▶ Testo estratto:

Quando pensiamo al maltrattamento animale alla nostra mente riaffiorano le immagini che spesso si trovano in tv o sui social media di animali picchiati, denutriti o abbandonati.
E se non fosse solo quello? Se il maltrattamento andasse oltre alla violenza fisica?
Pensiamo ai cani: è evidente quanto la nostra predisposizione all’accudimento ci influenzi nella cura e nella gestione del nostro amico a quattro zampe. Ci comportiamo come se fosse nostro figlio, gli parliamo con una vocina simpatica, lo viziamo, gli compriamo giochi e lo coccoliamo quando pensiamo che ne abbia bisogno. Nulla di sbagliato fino ad ora ma a tutto c’è un limite e, una volta superato quel limite, la linea sottile che divide amore e maltrattamento tende a sfumarsi fino a scomparire.
Amore è assicurarsi che il nostro cane non soffra il freddo (magari anche coprendolo con un impermeabile), maltrattamento è comprargli cappottini, pantaloni e scarpette abbinate. Amore è non forzare il nostro cane alla troppa attività fisica, maltrattamento è costringere un cane sano in un passeggino privandolo di tutto ciò che una passeggiata può offrirgli.
Gli esempi potrebbero essere infiniti.
In tutto ciò la nostra predisposizione biologica a provare amore istintivo per tutto ciò che assomiglia a un cucciolo complica tutto e alimenta un altro tipo di maltrattamento, quello genetico. La nostra passione sfrenata per cani come bulldog francesi o carlini ha una spiegazione scientifica: ci piace ciò che ricorda un bambino (muso tondo, occhi tondi, goffaggine nei movimenti). Questa nostra tendenza biologica ci ha portato a modificare geneticamente animali del tutto sani, rendendo la loro vita un inferno. I cani che tanto ci piacciono, proprio per piacerci, convivono tutti i giorni con gravissime malformazioni respiratorie (date dal muso schiacciato e tondo), limitazioni nel movimento e seri impedimenti nelle attività di tutti i giorni.

▶ Record estratti:

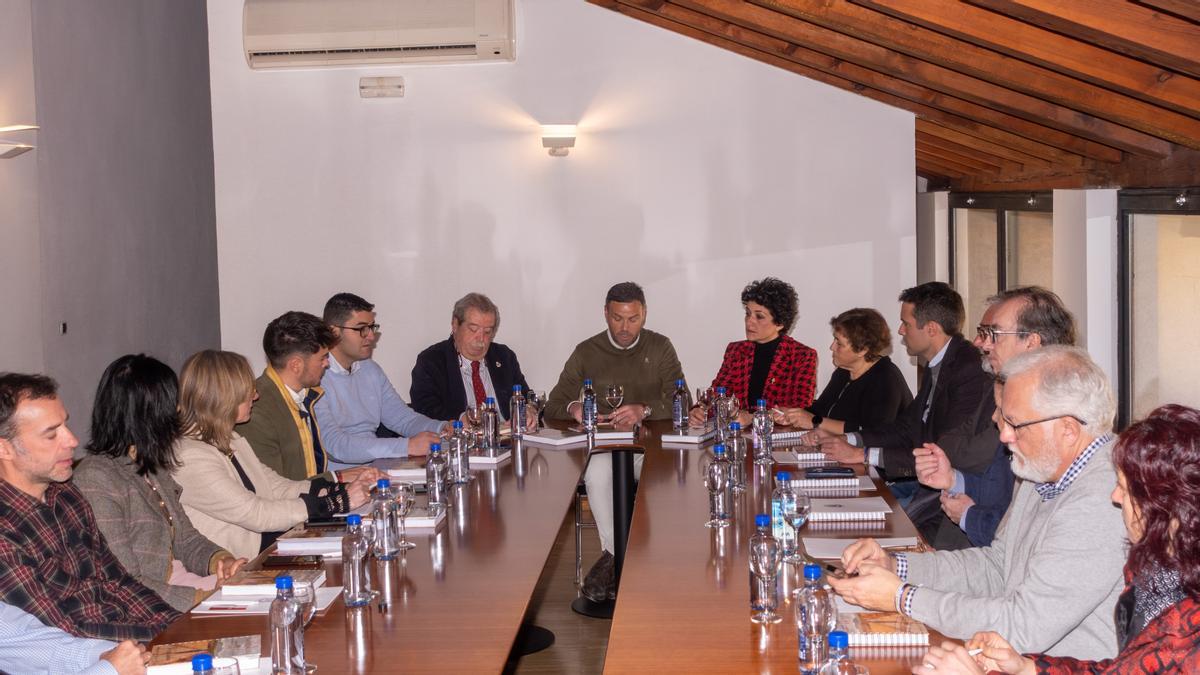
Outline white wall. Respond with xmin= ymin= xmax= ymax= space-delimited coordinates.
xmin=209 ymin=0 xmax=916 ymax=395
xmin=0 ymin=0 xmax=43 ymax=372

--

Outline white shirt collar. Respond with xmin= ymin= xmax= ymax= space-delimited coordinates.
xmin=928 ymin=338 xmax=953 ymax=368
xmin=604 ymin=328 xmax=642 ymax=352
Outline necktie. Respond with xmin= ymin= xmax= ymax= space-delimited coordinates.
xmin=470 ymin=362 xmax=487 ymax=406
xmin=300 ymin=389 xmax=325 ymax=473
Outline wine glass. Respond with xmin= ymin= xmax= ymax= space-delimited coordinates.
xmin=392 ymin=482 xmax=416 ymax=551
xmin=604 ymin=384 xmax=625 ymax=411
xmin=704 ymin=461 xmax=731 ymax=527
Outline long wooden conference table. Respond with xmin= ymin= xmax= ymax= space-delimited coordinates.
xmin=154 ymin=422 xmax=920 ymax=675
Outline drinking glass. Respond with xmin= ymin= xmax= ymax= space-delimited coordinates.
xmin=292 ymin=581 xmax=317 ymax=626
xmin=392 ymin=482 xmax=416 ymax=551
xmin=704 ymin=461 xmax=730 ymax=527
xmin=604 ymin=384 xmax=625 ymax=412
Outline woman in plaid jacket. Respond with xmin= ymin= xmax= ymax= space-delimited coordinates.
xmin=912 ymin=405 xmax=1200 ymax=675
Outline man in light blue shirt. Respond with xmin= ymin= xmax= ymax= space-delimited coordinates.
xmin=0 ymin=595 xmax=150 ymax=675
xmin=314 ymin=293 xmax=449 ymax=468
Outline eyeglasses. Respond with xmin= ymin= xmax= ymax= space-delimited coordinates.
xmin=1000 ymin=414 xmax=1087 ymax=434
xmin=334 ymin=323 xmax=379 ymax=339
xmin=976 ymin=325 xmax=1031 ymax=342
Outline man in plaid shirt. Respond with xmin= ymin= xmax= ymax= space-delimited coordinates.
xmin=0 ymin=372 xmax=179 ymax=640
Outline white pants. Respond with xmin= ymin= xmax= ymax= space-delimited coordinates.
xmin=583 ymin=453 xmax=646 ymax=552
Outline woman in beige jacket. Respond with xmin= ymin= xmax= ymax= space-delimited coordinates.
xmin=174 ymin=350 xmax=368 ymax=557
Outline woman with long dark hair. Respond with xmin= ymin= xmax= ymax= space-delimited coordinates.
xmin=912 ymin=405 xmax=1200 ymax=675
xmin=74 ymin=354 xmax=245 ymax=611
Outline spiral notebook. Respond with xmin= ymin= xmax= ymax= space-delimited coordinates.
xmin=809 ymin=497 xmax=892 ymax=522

---

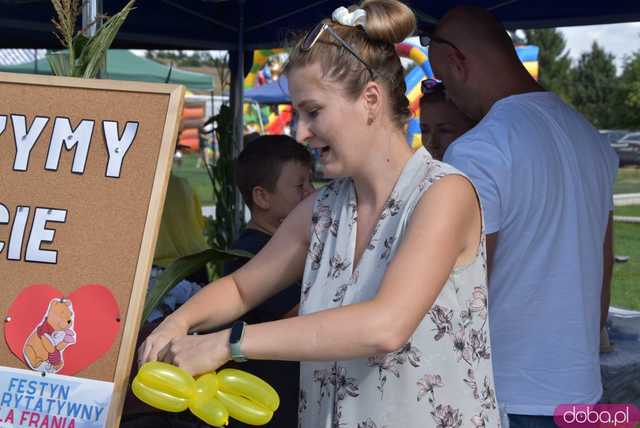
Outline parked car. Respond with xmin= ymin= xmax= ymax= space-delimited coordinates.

▶ Compito assegnato A:
Secondo il testo sul maltrattamento animale, con quali problemi convivono ogni giorno i cani che tanto ci piacciono?
▶ Compito assegnato B:
Copia senza modifiche la parte del testo sul maltrattamento animale che si apre con le parole contenenti "Quando pensiamo al" e si chiude con "denutriti o abbandonati.".
▶ Compito assegnato C:
Per favore, elenca le caratteristiche che, secondo il testo sul maltrattamento animale, ci ricordano un bambino nei cani come bulldog francesi o carlini.

▶ La tua soluzione A:
Con gravissime malformazioni respiratorie, limitazioni nel movimento e seri impedimenti nelle attività di tutti i giorni.

▶ La tua soluzione B:
Quando pensiamo al maltrattamento animale alla nostra mente riaffiorano le immagini che spesso si trovano in tv o sui social media di animali picchiati, denutriti o abbandonati.

▶ La tua soluzione C:
muso tondo, occhi tondi, goffaggine nei movimenti